::: TASK DATA :::

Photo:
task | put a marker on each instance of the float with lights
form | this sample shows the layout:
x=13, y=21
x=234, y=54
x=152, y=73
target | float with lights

:::

__WHAT YOU SHOULD DO__:
Each line of the data is to be transcribed exactly.

__RESPONSE AREA__:
Photo:
task | put a marker on each instance of the float with lights
form | this sample shows the layout:
x=13, y=21
x=234, y=54
x=152, y=73
target | float with lights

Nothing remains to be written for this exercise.